┌─ Extract

Ontario’s Capital Markets Tribunal approved a proposed settlement with Stan Bharti, former CEO and director of Medivolve Inc., and Neil Said, who also served as CEO at one point. The two admitted to permitting the company’s breaches of securities law that followed an acquisition in 2020.

According to the OSC, when the company acquired 40% of Amino Therapeutics Inc. in 2020, it announced that the price was paid in a combination of US$2 million in cash and 15 million Medivolve common shares. 

However, the OSC alleged that it wasn’t disclosed that only five million of the shares went to Amino’s owners, and that 10 million shares would be received by other parties — including three million shares that went to Bharti (valued at $915,000) and 2.8 million shares to Said (worth $854,000) through a numbered company.

As a result, the company’s disclosure contained material misstatements that breached securities rules — and, by allowing that violation, the officers themselves breached the securities law, the regulator charged. Bharti was a Medivolve director when the transaction closed, and Said was Medivolve’s CEO at the time.

└─

What you have to do: According to the report on the Medivolve settlement above, what share of Amino Therapeutics Inc. did Medivolve acquire in 2020?

┌─ Data extracts

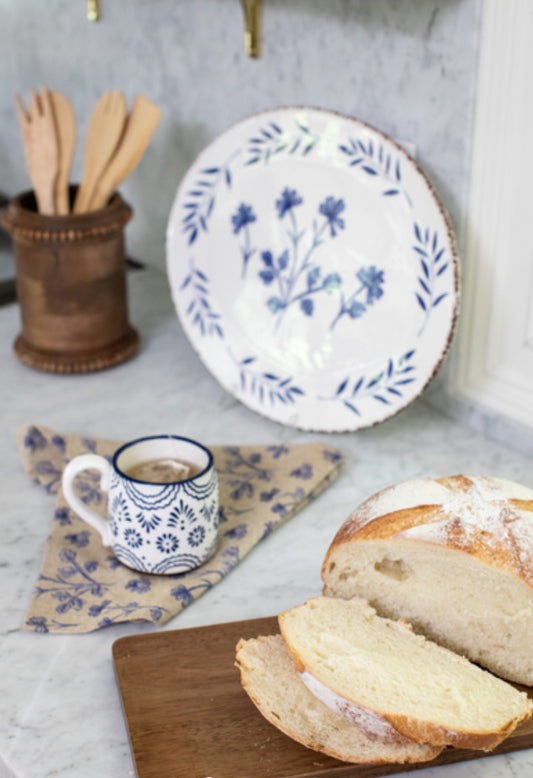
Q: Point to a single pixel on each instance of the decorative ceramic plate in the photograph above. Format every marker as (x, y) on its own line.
(313, 269)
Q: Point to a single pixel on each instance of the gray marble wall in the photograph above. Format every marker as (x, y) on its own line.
(406, 66)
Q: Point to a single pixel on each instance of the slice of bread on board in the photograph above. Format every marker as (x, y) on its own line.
(356, 661)
(272, 683)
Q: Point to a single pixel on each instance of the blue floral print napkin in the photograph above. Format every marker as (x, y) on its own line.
(82, 585)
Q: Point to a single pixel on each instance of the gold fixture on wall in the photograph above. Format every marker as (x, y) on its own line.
(93, 10)
(252, 27)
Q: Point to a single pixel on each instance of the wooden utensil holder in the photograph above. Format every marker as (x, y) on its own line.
(71, 286)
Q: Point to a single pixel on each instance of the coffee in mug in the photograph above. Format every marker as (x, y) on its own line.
(154, 526)
(163, 471)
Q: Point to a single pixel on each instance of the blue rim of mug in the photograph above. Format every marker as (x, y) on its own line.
(131, 443)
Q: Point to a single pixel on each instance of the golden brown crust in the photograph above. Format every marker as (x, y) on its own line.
(427, 732)
(500, 549)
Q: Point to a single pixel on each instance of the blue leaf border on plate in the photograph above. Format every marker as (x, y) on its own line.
(386, 387)
(375, 159)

└─

Answer space: 40%